* Consigne 1
Recopiez le passage du texte sur les essais cliniques qui va de "Parmi les essais" à "radiothérapie, par exemple).".
* Consigne 2
D'après le texte sur les essais cliniques, qu'est-ce que les « essais thérapeutiques » doivent évaluer ? Donnez les trois points de la liste.
* Consigne 3
Dans le texte sur les essais cliniques, traduisez en anglais la phrase « Les essais cliniques ont pour but l'évaluation de nouveaux traitements du cancer ou de nouvelles modalités de soins. »

* Extrait à lire
■ ■ ■

Qu'est-ce qu'un essai clinique ?
Les essais cliniques ont pour but l'évaluation de nouveaux traitements du cancer ou de nouvelles modalités de soins. En effet, avant de proposer de nouveaux traitements à tous les patients concernés, il est impératif de prouver que ces nouveaux traitements sont efficaces et bien tolérés.
Parmi les essais cliniques, les "essais thérapeutiques" doivent notamment évaluer :
- de nouveaux médicaments ou associations de médicaments (contre la maladie ou ses effets secondaires), comparés dans certains cas aux traitements existants ;
- de nouvelles façons de les administrer (par comprimés plutôt que par injection, par exemple) ;
- de nouvelles techniques de traitement (nouveau type d'opération chirurgicale ou de radiothérapie, par exemple).
D’autres essais cliniques peuvent porter sur de nouvelles techniques de diagnostic (nouveau test biologique, par exemple) ou de prévention.

■ ■ ■

[Entrées enregistrées]
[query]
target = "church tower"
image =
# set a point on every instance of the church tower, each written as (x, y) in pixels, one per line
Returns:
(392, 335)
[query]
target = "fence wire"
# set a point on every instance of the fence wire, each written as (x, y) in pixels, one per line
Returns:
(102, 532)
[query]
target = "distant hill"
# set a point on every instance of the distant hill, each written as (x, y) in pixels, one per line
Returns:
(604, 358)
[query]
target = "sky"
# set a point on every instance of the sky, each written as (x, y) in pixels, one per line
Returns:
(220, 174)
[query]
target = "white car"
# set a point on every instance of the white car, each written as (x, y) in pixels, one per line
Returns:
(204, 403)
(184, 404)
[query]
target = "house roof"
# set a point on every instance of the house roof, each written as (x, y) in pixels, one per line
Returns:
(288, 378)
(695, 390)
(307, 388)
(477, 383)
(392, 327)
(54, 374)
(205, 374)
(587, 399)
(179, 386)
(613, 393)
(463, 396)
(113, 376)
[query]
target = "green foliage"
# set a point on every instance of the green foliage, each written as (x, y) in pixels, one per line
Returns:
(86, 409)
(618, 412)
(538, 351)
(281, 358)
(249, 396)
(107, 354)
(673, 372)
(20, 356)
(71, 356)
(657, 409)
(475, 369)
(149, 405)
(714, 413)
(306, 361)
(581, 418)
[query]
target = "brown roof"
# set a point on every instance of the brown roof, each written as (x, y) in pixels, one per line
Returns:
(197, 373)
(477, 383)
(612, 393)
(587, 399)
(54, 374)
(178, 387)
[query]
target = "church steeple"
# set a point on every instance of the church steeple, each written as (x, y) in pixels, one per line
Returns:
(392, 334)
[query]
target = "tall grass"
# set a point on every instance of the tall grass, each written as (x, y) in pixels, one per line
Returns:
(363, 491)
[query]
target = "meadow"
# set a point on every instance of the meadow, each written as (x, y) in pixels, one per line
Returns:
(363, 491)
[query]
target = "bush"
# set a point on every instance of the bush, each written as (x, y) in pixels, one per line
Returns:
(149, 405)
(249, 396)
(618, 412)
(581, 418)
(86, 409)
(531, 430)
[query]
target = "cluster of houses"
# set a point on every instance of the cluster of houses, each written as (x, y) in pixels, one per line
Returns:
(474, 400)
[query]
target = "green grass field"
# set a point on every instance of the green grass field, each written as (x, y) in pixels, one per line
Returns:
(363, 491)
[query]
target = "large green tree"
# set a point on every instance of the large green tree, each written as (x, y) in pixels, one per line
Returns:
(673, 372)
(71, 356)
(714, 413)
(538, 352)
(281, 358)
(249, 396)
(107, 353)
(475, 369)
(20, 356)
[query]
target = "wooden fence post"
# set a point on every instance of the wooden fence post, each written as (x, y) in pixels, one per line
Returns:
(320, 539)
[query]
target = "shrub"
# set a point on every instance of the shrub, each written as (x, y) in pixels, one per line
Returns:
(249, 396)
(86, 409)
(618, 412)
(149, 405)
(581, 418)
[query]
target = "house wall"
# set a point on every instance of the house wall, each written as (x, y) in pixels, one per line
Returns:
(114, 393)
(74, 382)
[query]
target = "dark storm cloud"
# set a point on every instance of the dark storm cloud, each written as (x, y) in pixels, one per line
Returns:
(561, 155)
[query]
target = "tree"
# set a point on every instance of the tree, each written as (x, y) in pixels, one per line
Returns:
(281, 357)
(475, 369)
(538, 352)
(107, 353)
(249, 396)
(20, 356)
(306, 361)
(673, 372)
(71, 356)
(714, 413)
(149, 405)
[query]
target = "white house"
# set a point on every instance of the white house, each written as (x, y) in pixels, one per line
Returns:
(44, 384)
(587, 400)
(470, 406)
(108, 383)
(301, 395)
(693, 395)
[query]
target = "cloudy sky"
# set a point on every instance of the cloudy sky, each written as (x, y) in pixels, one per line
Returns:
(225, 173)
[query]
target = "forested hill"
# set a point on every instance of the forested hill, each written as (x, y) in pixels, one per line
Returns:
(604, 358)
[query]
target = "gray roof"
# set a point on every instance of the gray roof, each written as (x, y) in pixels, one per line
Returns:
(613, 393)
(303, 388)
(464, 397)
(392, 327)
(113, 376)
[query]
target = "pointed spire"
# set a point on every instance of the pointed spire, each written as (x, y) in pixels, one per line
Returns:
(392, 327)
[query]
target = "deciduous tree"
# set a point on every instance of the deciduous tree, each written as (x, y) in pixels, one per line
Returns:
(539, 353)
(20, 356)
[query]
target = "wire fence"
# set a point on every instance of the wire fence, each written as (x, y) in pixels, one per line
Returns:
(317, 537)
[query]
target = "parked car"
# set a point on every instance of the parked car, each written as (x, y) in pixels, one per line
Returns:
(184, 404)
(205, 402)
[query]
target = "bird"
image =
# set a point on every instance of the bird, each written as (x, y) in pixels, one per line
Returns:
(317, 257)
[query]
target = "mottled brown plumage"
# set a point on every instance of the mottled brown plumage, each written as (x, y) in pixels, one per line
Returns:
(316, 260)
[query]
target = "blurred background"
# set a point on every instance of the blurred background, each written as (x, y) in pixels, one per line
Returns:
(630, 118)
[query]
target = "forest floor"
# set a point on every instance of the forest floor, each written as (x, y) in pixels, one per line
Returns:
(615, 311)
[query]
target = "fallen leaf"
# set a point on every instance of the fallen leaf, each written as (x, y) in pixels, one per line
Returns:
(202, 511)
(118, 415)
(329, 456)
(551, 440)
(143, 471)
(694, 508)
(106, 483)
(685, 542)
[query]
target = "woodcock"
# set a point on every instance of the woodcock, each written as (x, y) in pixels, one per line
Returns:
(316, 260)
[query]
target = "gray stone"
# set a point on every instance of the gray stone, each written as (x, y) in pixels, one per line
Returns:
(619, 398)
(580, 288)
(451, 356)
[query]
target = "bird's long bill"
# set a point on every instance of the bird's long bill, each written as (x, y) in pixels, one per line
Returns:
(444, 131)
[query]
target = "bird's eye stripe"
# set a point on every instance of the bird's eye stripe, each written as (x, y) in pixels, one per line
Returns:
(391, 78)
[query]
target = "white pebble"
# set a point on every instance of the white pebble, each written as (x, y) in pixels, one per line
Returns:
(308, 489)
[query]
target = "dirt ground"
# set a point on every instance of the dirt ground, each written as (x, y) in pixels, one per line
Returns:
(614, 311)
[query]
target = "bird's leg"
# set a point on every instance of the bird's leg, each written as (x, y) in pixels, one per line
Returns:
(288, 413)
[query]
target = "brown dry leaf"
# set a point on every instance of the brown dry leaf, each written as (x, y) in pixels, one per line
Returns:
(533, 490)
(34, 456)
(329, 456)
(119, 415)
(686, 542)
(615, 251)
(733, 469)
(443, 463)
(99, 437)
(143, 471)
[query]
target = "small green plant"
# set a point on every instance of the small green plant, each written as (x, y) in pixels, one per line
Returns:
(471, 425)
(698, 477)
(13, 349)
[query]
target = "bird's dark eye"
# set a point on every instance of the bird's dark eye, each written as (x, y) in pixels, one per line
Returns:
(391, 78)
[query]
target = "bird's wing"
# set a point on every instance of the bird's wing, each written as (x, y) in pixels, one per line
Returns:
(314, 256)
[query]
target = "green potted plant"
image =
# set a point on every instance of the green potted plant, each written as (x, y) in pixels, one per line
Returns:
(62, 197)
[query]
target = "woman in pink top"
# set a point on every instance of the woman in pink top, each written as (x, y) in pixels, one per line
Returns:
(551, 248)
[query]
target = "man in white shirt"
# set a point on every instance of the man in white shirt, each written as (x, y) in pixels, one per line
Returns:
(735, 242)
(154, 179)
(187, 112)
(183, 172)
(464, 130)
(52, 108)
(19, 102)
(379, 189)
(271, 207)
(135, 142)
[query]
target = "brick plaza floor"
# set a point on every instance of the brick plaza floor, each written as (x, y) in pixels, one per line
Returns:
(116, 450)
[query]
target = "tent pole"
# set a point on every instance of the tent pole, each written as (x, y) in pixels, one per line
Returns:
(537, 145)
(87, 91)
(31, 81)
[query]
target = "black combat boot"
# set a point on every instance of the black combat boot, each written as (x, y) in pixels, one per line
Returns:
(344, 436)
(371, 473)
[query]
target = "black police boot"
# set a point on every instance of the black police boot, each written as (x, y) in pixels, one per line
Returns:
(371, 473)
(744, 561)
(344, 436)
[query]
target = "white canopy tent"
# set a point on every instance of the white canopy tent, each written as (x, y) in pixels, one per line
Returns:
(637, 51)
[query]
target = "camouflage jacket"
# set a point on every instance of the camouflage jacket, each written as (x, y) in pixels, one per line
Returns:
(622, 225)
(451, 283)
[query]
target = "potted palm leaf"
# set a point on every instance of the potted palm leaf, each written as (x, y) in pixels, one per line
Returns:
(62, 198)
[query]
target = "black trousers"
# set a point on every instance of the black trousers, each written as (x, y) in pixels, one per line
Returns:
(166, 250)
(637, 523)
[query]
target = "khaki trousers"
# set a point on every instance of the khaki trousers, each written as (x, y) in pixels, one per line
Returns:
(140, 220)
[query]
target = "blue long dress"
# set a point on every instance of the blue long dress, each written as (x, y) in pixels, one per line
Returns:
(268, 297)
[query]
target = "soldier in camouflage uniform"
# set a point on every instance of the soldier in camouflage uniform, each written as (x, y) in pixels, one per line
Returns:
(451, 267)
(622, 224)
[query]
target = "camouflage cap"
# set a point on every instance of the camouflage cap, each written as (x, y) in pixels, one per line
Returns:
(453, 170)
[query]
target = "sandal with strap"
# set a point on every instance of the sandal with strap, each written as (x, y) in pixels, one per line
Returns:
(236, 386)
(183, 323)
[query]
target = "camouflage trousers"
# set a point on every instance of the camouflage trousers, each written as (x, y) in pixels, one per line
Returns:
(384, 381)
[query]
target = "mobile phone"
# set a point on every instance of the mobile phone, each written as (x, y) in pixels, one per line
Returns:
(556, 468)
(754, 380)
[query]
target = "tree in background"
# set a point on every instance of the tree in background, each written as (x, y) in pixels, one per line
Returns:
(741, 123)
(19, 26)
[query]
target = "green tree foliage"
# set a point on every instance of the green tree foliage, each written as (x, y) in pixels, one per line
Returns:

■ ■ ■

* Réponse 1
Parmi les essais cliniques, les "essais thérapeutiques" doivent notamment évaluer :
- de nouveaux médicaments ou associations de médicaments (contre la maladie ou ses effets secondaires), comparés dans certains cas aux traitements existants ;
- de nouvelles façons de les administrer (par comprimés plutôt que par injection, par exemple) ;
- de nouvelles techniques de traitement (nouveau type d'opération chirurgicale ou de radiothérapie, par exemple).

* Réponse 2
- de nouveaux médicaments ou associations de médicaments
- de nouvelles façons de les administrer
- de nouvelles techniques de traitement

* Réponse 3
Clinical trials aim to evaluate new cancer treatments or new ways of providing care.